** Start of Extracted information **
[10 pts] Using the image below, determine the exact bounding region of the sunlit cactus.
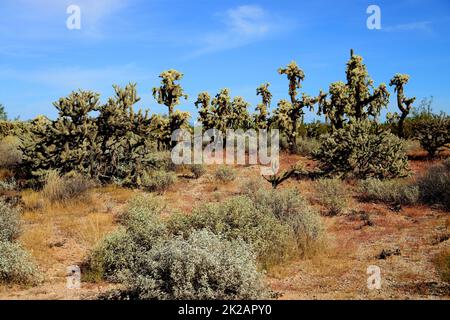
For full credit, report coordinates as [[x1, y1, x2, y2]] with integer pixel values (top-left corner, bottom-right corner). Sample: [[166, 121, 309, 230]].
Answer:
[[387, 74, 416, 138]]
** End of Extracted information **
** Start of Extracted information **
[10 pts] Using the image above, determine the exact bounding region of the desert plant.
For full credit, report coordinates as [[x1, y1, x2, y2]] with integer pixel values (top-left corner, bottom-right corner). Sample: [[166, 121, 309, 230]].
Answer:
** End of Extracted information **
§ **Task requirements**
Rewrite the part of the records that opens with the line containing "[10 pts] Using the image below, determine" and closes with the line containing "[[387, 74, 416, 138]]", replacing "bounding region" with "bounding box", keeping all else unchanged and leaving out the pictures.

§ **Full output**
[10 pts] Using the image below, determine the exact bounding box of the sunlit cactus.
For full credit, report coordinates as [[x1, y1, x2, y2]] with integer pixel values (top-left corner, bottom-right corner). Sample: [[166, 121, 309, 230]].
Answer:
[[387, 74, 416, 138]]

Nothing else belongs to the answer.